Cloud analytics for big DNA data
It’s already become a cliché to point out that the cost of DNA sequencing is decreasing at a rate much faster than Moore’s law, so that the rate of acquisition of genomic data is rapidly overpowering our ability to process and analyze it. One might think that MapReduce, Hadoop, cloud computing and all of that stuff would help us here, and indeed there are some types of DNA sequence analysis that can be attacked in this way (see e g Crossbow and Myrna), but there are other kinds of analysis that just don’t lend themselves easily to parallel processing, like de novo DNA sequence assembly. (As an aside, this presentation by C Titus Brown introduces some neat tricks for “handling ridiculous amounts of data with probabilistic data structures” with applications to sequence assembly. The same man has also written a good but scary blog post, “The sky is falling! The sky is falling!“, about how hard it will be, and already is, to deal with the massive amounts of sequence data that is coming out.)
But, to the point! There has been a slow but steady buildup of various kinds of cloud-based analytics platforms for sequencing-derived data sets.
Perhaps the company with the highest profile among these is DNANexus, which was founded by researchers from Stanford university. It offers cloud-based storage and analysis solution for sequencing centers and individual researchers. DNANexus is built on top of Amazon Web Services (AWS) and offers ready-made workflows for use cases such as identifying genetic variations. The company recently teamed up with Complete Genomics, a company that sequences massive amounts of whole human genomes, so that Complete Genomics customers can view and analyze their sequences in DNANexus.
SeqCentral seems to be a close competitor to DNANexus, but I have heard surprisingly little about this company. It may be that their offering is a bit different from that of DNANexus. This TechCrunch piece says that ‘SeqCentral will allow scientists to compare their data to others to see if their sequencing is new or if it is “known.” The startup will bring in public data from universities, research organizations, and companies and allow you compare your sequencing to this existing data.’ So the value proposition may be more about data integration than about just analyzing your own samples. The TechCrunch piece also mentions a subscription fee of $99/year for researchers, which would perhaps make sense as a payment for convenient access to public data through the cloud (it would be way too cheap as a fee for analyzing even a single experiment). The SeqCentral blog has a somewhat interesting post on the surprising efficiency of Python (and the surprisingly poor performance of awk) for sequence file parsing on Amazon EC2.
The Indian company Geschickten (bit of a weird name, but OK) also builds their GenomicsCloud solution on AWS and (I’m just guessing here) probably has a wider but less turnkey offering than DNANexus. From the looks of it, you may need to know a bit more about what you are doing with Geschickten’s solution (which is not necessarily bad).
GenomeQuest has its own data center/private cloud for processing huge sequencing data sets.
CloudNumbers is not exclusively focused on sequence data but rather aims to be “The platform for computationally intensive calculations in the cloud”. They do mention biotech as the first example field that they will focus on and have a range of DNA sequence analysis software packages integrated in the platform.
The platforms described above mostly deal with the “easier” problems like mapping (matching sequences to the genomes from which they presumably originate), which are still pretty difficult to solve well, but the Bio Cloud Computing Center at BGI (the sequencing behemoth previously known as Beijing Genomics Institute) also offers a “scalable assembly solution” called Hecate, of which Bio-IT World wrote:
Hecate is a MapReduce program designed to run on a cluster, representing what Tianjian Chen calls “the first ring of the genome process tool chain. It solves the scalability of assembly. We can now assemble any genome on commodity machines. If you don’t get bigger machines, you just need more time. If you have enough funding, we can accelerate assembly about 10-20X.

Dataset -
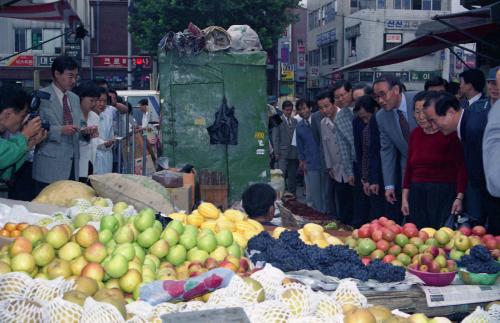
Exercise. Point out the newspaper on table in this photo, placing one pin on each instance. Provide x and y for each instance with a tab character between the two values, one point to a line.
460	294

==

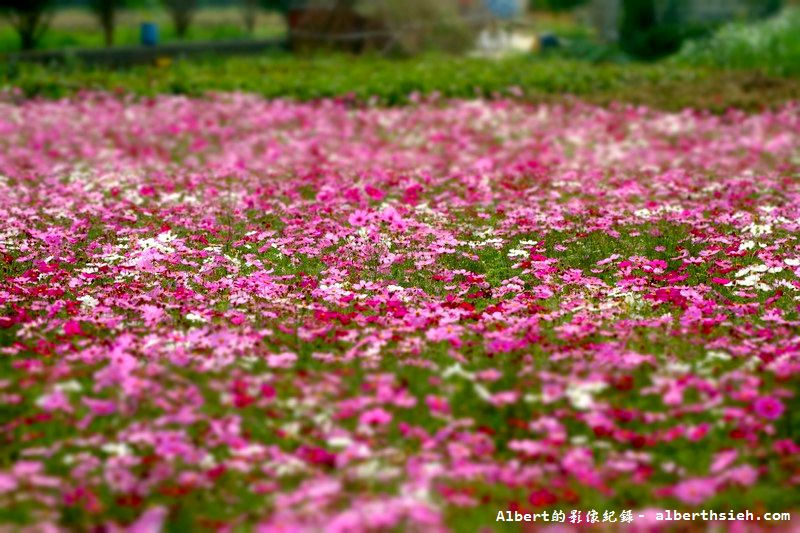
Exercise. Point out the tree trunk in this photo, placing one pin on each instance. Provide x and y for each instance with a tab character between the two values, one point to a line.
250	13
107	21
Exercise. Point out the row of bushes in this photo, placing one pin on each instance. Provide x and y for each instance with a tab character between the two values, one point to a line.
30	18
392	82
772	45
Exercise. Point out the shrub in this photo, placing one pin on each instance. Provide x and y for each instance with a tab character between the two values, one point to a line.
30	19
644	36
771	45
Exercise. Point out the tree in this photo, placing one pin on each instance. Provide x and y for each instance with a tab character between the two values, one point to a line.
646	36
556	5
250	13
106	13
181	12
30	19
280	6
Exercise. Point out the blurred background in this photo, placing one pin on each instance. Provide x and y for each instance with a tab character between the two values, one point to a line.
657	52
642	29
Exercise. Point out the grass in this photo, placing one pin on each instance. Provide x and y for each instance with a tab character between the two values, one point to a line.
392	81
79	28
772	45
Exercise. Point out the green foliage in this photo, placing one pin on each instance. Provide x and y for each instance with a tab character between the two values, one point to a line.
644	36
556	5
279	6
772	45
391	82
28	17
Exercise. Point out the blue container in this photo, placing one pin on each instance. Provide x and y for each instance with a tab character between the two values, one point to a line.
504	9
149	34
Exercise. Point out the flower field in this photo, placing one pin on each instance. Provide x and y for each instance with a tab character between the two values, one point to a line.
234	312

Task instructions -
Rewrite the piece on cloud analytics for DNA data from "GenomeQuest has its" to "in the platform.", replacing "data center" with "computing facility".

Your response -
GenomeQuest has its own computing facility/private cloud for processing huge sequencing data sets.
CloudNumbers is not exclusively focused on sequence data but rather aims to be “The platform for computationally intensive calculations in the cloud”. They do mention biotech as the first example field that they will focus on and have a range of DNA sequence analysis software packages integrated in the platform.